JOB: Update all of the records below by replacing every "tab" with "comma" and leaving everything else unchanged. Leave the pictures out of your answer.

[Object pointing records]
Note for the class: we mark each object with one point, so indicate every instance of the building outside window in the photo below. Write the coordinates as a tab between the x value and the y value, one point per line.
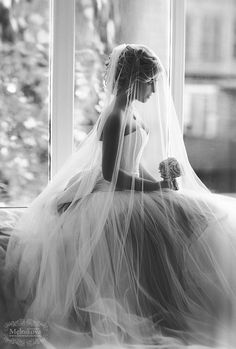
210	92
24	97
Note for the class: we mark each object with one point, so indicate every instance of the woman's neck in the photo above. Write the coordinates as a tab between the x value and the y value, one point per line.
122	101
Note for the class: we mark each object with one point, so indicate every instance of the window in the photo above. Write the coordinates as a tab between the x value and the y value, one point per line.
210	93
36	24
24	69
99	27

ANSWER TO THIS PROBLEM:
Note for the class: we mark each object with one point, so indicate every instance of the building outside window in the photo below. Write the coordinates as a comma between the x value and the y value, one point per line.
210	92
24	97
Note for the class: we mark each object with one point, so indicate every instance of the woman's neck in the photo above. Write the coordinates as a comma between the x value and the y value, one point per line.
122	101
Note for the class: we mark each object with one point, so indicate every instance of the window in the photo above. Write the coordinates as a comma between the x value and the y value, one point per line.
210	93
36	24
24	69
99	27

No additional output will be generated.